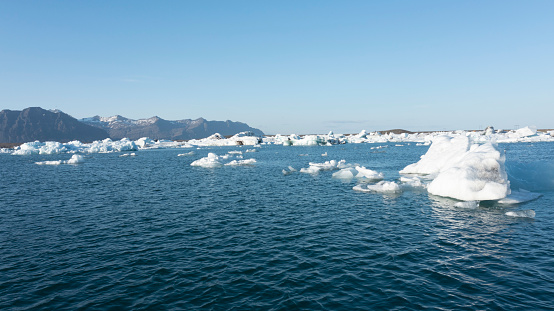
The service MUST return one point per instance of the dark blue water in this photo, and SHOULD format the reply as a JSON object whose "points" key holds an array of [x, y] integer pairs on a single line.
{"points": [[152, 232]]}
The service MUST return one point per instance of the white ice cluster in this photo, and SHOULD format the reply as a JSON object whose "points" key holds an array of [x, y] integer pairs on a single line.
{"points": [[462, 170], [50, 147], [213, 160], [75, 159], [525, 134]]}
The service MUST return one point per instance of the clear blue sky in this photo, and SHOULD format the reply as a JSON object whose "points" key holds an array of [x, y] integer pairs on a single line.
{"points": [[285, 66]]}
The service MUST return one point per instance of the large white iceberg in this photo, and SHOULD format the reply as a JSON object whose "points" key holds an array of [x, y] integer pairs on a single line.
{"points": [[211, 161], [463, 171], [75, 159]]}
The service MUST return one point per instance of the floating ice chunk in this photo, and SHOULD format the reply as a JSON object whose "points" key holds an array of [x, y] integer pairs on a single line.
{"points": [[50, 162], [242, 162], [444, 152], [517, 197], [346, 173], [463, 171], [75, 159], [369, 174], [412, 182], [524, 213], [36, 147], [382, 187], [144, 142], [211, 161], [478, 175], [290, 171], [326, 166], [467, 204], [526, 131]]}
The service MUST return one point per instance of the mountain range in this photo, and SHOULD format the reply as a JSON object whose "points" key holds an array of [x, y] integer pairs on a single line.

--- --- ---

◆ **Given task**
Transcribe each line above verbatim, with the pictures left out.

◆ **Task response**
The service MUST return one point per instance of the dark blue water in this photo, and SHOULD format the reply as a JSON object whose "points" key holds an array of [x, y] integer pairs on a single line.
{"points": [[152, 232]]}
The service MUST return one point per instance of the white ice cluster in this photo, and SHOULD format the reply as a JSON object whose "points" key holds an array of [x, y] integer pairs on a single line.
{"points": [[462, 170], [50, 147], [213, 160], [75, 159], [525, 134]]}
The service MUST return one point per instance of the clear blue sky in this photo, and SHOULD format the reply as a JSON object whose "points" key holds an array of [x, y] integer pairs on a single line.
{"points": [[285, 66]]}
The service MUST return one point per instance of the large white iceberg in this photo, and SHOULD format the reply as a JSON object whose "points" key holds an array of [x, y] integer pairs on a single line.
{"points": [[211, 161], [463, 171], [75, 159]]}
The service MUST return one point per instance of the floating ice chunk in this photo, and SHOULD format the reply as a JSON object whose "points" key holds an array of [x, y] integer pairs on a single line.
{"points": [[50, 162], [242, 162], [444, 152], [517, 197], [346, 173], [463, 171], [75, 159], [369, 174], [412, 182], [524, 213], [36, 147], [382, 187], [144, 142], [211, 161], [478, 175], [290, 171], [326, 166], [467, 204], [526, 131]]}
The service MUST return one point per instance of the mountain range in this photo, and SHOULD format the reply as a JSON object whose "points" key holds an array of [x, y] integer pairs on a single line.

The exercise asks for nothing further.